> _Problem to solve_
Scan the entries that follow for the word "drop", then report every line in which it appears.

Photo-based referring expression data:
##########

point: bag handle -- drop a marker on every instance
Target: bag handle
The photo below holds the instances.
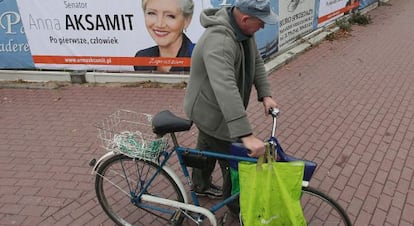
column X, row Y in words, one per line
column 267, row 157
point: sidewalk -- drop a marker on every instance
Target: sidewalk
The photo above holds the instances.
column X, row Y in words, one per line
column 347, row 104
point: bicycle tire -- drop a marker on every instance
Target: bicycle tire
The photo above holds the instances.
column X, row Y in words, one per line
column 117, row 201
column 320, row 209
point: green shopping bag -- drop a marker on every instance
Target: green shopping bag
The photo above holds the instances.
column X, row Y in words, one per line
column 270, row 192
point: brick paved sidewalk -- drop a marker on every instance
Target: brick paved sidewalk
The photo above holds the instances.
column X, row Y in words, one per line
column 346, row 104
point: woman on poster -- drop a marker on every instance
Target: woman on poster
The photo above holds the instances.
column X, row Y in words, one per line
column 166, row 24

##########

> _Problem solution_
point: bag handle -- drop a marker on every instance
point: sidewalk -- drop a marker on every instance
point: bicycle tire -- drop a marker on every instance
point: green shopping bag -- drop a marker on every instance
point: brick paved sidewalk -- drop a marker on every instance
point: woman on poster -- drop a marker on every instance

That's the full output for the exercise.